┌────────

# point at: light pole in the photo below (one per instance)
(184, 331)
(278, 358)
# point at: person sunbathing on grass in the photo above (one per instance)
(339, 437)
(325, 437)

└────────

**TASK STATEMENT:** Reproduce verbatim every line of the data from the one containing "# point at: person" through the last line, inclusive.

**OUTPUT FOR THIS EXERCISE:**
# point at: person sunbathing on grass in the photo above (one per instance)
(339, 437)
(325, 437)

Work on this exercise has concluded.